• _Enunciado 1_: Transcreve fielmente o trecho do texto sobre a conceção de cultura que começa nas palavras "Ainda não começámos" e termina em "#107 (António Guerreiro)".
• _Enunciado 2_: Segundo o texto sobre a conceção de cultura, que cargo partidário ocupa Nilza Mouzinho de Sena?

• _Texto em estudo_:

____

Ainda não começámos a pensar
                                               We have yet to start thinking
 Cinema e pensamento | On cinema and thought                                                                              @ André Dias

Ao pé da letra #107 (António Guerreiro)

Sobre uma conceção da cultura que não é bem uma conceção: é um estado de mutilação cultural

«É uma das frases mais fascinantes sobre cultura que alguma vez foram proferidas por um dirigente partidário. É da autoria de Nilza Mouzinho de Sena, vice-presidente do PSD, e encontra-se num artigo saído recentemente no “Público”: “A cultura não pode ser uma entidade abstracta de elites, pensada por um nicho populacional e desagregada do interesse transversal de toda a população”. A frase é fascinante, porque realiza em si mesma a conceção de cultura que defende. E, em vez de uma ideia sobre cultura, o que ela exibe é o estado de mutilação mental a que foi sujeita a autora, pelo facto de se submeter à sua própria prescrição ideológico-cultural. Se a cultura fosse o que Nilza Mouzinho de Sena pensa que é, nem haveria uma Nilza Mouzinho de Sena para dizer o que pensa da cultura. Quanto mais um Goethe, um Kafka, um Pessoa, um Rothko, um Schönberg. A sua modesta proposição não pode ser confundida com a de um filisteu (há no filisteu uma atitude cínica, um afastamento voluntário e estratégico).

____

• _Excertos do conjunto de dados_:

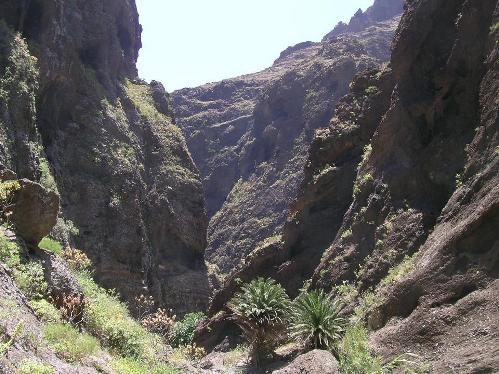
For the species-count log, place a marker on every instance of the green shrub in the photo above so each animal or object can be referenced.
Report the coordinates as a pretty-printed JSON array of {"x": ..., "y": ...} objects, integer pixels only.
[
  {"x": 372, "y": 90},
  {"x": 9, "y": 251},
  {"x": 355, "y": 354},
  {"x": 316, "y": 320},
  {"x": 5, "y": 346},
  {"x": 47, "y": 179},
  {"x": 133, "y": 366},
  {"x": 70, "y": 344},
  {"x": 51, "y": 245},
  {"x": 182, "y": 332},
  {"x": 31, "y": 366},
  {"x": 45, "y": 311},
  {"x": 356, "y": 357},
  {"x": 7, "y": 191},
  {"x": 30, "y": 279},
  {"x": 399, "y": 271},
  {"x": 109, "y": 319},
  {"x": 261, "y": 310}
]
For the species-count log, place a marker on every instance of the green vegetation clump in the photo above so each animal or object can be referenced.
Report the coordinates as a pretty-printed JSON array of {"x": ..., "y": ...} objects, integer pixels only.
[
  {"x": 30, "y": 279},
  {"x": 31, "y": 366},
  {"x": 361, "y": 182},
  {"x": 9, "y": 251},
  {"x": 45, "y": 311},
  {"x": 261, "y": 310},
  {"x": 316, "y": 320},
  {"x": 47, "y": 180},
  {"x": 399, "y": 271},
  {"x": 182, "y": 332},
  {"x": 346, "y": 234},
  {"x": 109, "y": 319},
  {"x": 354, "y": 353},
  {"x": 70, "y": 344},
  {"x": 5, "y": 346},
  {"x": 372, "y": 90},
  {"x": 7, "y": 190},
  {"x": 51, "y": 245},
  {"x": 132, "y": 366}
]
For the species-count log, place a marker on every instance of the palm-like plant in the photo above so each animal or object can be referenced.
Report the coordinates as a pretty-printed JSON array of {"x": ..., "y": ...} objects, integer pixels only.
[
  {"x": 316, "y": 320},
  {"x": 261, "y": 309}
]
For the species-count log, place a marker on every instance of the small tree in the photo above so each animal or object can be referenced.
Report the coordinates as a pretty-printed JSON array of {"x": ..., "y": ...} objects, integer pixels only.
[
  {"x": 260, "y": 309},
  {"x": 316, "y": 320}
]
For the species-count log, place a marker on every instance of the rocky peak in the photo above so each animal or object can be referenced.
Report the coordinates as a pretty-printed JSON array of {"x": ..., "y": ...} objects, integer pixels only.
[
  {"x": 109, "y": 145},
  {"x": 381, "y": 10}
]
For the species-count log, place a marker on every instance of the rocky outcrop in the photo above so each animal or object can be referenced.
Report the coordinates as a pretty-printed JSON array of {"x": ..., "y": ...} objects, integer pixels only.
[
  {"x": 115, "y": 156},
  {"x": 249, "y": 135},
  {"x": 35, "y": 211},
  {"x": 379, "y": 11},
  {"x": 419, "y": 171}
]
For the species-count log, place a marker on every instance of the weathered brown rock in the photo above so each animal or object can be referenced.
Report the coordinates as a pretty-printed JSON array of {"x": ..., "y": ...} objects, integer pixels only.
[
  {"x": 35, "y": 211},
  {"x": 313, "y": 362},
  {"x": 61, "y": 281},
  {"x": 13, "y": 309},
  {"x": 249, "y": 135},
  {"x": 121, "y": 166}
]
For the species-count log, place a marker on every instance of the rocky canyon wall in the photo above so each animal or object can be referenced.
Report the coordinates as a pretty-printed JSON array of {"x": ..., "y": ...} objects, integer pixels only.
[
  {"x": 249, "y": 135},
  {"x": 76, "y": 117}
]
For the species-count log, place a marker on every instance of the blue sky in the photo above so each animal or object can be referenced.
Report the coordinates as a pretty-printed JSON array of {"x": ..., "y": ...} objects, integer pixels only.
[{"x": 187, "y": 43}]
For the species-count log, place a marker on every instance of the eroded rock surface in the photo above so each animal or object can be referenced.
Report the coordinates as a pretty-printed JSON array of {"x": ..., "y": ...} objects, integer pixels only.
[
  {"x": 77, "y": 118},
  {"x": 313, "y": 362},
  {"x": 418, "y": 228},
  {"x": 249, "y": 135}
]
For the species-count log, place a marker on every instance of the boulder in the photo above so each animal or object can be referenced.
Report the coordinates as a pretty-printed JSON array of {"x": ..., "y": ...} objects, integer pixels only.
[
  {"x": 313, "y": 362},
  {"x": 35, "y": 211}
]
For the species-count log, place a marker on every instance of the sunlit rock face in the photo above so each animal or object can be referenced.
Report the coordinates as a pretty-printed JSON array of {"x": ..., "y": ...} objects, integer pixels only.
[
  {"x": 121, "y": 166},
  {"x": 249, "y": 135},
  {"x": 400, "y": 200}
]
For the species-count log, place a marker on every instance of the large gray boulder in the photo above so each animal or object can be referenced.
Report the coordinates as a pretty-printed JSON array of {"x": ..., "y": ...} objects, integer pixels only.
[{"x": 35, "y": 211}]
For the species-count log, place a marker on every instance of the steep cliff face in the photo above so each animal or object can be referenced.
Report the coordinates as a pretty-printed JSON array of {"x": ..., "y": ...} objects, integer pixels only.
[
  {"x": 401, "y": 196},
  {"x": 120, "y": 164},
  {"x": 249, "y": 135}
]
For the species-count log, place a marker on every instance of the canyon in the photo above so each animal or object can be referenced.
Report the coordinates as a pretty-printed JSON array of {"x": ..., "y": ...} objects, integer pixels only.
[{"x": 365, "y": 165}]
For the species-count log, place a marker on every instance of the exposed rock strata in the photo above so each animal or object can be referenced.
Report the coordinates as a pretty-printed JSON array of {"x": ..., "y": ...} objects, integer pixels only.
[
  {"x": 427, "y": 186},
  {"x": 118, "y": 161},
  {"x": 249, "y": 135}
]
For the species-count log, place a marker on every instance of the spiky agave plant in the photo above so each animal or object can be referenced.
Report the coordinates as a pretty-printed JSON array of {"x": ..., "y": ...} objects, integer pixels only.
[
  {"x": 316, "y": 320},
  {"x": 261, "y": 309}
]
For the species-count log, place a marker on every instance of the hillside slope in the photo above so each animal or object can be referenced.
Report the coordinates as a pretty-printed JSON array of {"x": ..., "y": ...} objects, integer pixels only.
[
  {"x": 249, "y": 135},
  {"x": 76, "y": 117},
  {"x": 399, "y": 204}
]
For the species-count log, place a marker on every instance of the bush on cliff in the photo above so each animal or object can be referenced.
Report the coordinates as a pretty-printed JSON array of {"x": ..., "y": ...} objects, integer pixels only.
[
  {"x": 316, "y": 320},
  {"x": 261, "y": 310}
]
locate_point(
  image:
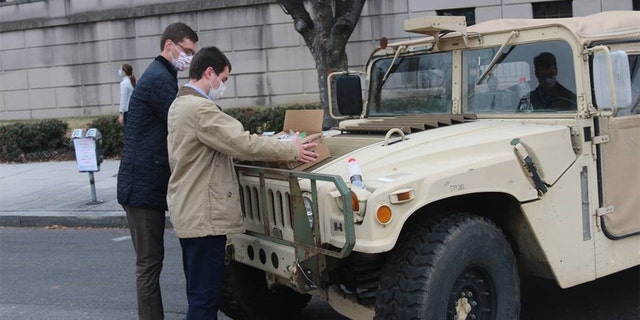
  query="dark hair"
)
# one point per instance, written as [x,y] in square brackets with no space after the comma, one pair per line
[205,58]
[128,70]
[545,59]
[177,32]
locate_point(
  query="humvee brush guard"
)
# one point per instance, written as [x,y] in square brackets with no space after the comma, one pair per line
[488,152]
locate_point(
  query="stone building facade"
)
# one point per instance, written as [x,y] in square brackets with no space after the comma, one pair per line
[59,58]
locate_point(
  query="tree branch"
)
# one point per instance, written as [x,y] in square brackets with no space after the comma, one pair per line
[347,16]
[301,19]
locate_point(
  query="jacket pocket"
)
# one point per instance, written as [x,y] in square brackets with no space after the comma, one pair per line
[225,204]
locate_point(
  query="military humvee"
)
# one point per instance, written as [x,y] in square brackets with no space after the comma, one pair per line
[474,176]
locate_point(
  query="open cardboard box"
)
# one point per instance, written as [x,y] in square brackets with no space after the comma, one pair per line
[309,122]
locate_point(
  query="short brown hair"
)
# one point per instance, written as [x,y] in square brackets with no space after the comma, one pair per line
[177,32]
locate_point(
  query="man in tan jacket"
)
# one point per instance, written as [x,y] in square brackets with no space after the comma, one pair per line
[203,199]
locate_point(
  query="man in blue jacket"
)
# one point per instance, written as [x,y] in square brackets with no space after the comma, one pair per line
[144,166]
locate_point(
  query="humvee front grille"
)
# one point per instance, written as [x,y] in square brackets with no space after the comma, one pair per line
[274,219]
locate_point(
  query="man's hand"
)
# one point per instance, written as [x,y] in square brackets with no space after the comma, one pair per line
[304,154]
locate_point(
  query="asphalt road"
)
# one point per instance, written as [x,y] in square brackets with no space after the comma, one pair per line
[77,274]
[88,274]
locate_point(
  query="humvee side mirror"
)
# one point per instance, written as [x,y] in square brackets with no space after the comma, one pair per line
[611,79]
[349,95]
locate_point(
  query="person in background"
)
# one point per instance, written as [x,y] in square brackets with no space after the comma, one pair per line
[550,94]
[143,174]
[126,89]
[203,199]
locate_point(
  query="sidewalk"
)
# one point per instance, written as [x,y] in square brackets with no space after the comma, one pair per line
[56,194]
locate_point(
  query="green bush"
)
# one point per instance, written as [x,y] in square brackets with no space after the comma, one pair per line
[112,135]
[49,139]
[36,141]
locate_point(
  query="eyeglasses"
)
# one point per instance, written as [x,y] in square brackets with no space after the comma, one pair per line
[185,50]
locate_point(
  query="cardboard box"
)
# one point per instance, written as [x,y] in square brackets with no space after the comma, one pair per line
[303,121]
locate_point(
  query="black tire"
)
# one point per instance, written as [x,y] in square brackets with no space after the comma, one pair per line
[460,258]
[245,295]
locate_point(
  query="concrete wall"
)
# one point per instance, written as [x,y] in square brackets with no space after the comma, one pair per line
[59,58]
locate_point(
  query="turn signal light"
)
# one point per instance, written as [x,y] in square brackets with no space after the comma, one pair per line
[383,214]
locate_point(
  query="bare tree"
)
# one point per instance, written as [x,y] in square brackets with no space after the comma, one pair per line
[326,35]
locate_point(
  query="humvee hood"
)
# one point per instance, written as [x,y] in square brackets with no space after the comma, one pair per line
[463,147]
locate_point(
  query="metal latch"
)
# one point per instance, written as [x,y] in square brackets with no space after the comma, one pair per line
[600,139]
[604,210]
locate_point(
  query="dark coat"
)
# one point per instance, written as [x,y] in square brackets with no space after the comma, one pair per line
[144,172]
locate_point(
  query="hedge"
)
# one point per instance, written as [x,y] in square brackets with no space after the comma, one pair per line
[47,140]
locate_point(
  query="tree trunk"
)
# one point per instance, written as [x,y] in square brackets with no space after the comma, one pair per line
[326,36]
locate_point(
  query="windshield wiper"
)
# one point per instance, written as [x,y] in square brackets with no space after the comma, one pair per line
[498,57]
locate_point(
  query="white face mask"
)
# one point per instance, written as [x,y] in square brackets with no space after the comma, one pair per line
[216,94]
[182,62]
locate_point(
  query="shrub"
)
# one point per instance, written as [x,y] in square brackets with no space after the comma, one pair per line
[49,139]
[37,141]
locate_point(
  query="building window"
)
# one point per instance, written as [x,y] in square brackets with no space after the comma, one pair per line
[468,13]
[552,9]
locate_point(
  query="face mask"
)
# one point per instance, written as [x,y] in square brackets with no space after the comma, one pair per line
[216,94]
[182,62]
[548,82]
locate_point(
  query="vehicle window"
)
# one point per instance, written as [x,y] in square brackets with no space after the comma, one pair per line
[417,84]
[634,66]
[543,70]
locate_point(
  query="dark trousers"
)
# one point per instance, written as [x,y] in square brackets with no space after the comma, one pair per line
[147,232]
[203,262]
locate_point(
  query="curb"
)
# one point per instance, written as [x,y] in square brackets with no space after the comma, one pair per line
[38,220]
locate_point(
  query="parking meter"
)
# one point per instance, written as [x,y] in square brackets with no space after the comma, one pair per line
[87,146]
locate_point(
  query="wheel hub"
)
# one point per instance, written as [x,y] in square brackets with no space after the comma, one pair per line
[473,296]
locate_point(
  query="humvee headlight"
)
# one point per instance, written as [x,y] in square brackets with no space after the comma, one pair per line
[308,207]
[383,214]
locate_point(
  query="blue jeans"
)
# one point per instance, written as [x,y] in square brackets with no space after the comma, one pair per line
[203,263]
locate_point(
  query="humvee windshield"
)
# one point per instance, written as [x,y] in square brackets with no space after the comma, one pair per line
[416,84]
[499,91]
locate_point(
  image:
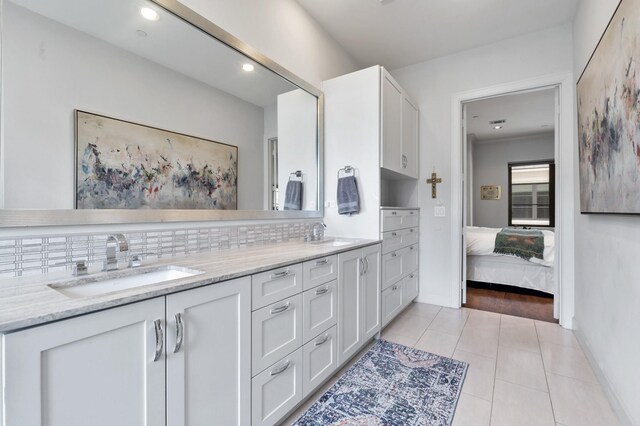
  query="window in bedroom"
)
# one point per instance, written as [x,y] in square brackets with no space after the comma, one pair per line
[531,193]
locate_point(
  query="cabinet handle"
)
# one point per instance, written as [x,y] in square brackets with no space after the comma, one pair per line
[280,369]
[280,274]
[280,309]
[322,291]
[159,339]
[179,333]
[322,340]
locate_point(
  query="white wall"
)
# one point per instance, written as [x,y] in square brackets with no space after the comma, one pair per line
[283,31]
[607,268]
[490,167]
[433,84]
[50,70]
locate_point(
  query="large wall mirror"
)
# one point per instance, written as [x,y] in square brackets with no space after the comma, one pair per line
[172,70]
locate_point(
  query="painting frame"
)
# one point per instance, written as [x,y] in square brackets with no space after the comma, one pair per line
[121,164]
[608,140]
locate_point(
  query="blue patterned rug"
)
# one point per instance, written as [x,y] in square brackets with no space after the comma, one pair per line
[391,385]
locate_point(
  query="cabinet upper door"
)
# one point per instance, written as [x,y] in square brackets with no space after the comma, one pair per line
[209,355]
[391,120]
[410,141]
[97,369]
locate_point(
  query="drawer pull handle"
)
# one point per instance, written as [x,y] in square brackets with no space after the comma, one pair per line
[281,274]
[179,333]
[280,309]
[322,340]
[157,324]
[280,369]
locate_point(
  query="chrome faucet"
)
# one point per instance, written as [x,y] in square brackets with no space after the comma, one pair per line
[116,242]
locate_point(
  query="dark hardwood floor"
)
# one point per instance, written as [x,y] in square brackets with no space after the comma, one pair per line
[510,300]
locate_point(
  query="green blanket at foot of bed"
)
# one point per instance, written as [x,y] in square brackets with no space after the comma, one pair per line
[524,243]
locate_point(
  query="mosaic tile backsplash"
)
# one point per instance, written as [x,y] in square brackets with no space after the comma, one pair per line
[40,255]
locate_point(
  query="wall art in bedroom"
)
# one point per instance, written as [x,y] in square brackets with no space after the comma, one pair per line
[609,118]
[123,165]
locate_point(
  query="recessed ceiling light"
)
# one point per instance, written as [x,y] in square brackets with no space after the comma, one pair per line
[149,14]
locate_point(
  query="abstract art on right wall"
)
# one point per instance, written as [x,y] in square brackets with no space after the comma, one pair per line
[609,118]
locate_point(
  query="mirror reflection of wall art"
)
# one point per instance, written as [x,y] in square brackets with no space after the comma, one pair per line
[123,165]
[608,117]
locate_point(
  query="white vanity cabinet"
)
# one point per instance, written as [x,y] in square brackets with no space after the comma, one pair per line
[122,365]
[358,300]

____

• _A tua resolução 1_:
Ainda não começámos a pensar
                                               We have yet to start thinking
 Cinema e pensamento | On cinema and thought                                                                              @ André Dias

Ao pé da letra #107 (António Guerreiro)

• _A tua resolução 2_: É vice-presidente do PSD.